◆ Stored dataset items
• • • • • • •
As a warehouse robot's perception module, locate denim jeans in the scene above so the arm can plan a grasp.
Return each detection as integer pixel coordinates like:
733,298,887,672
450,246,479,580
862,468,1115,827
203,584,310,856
• • • • • • •
◆ Instructions for the task
All entries must be repeated exactly.

◆ Result for this task
As a warehouse robot's perception module, locate denim jeans in the scene above so the arm can plan a grasp.
Return each detection as integer pixel coordinates like:
733,298,887,672
450,246,479,580
862,468,1115,827
203,584,310,856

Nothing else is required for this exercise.